What you have to do
Rewrite the items from the start of the records through the line containing "32L63 33L79 75L100", replacing "wooden chair" with "metal stool" and leaving everything else unchanged.

Dataset excerpts

◆ ◆ ◆ ◆ ◆ ◆ ◆

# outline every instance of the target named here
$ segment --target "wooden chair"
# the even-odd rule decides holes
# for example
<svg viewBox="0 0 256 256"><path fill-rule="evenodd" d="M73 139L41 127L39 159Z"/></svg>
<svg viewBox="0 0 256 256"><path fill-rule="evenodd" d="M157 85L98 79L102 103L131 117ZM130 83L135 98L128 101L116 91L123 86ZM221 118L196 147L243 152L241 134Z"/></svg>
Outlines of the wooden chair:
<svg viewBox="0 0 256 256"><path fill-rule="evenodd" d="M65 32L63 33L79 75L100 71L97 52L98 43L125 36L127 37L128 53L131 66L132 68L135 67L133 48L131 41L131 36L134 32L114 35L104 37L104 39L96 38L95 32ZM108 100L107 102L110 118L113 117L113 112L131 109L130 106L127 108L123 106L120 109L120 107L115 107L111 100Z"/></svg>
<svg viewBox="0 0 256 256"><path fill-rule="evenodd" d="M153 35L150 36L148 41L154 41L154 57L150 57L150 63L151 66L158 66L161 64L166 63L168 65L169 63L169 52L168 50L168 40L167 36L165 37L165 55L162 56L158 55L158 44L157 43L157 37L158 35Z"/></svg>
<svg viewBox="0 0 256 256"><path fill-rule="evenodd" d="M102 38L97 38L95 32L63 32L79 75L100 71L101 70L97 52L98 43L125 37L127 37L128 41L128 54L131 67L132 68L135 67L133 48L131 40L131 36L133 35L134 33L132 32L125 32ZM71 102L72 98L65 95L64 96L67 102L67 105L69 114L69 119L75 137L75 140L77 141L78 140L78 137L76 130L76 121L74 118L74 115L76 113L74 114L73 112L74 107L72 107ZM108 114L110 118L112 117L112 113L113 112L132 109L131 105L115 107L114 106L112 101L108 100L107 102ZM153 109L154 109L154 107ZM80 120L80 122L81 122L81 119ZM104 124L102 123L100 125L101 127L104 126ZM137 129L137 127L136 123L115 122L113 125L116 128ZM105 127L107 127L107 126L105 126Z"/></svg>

◆ ◆ ◆ ◆ ◆ ◆ ◆

Expected output
# outline every instance of the target named here
$ segment --target "metal stool"
# the even-odd rule decides holes
# for example
<svg viewBox="0 0 256 256"><path fill-rule="evenodd" d="M73 139L41 127L39 159Z"/></svg>
<svg viewBox="0 0 256 256"><path fill-rule="evenodd" d="M157 85L98 79L102 103L131 117ZM130 83L135 98L128 101L116 91L123 86ZM221 118L196 147L243 152L241 134Z"/></svg>
Outlines of the metal stool:
<svg viewBox="0 0 256 256"><path fill-rule="evenodd" d="M65 32L63 33L79 75L100 71L97 52L98 43L125 36L127 37L128 53L131 66L132 68L135 67L133 48L131 41L131 36L134 32L114 35L104 37L104 39L96 38L95 32ZM108 100L107 102L110 118L113 117L113 112L131 109L130 106L127 108L123 106L120 109L120 107L115 107L111 100Z"/></svg>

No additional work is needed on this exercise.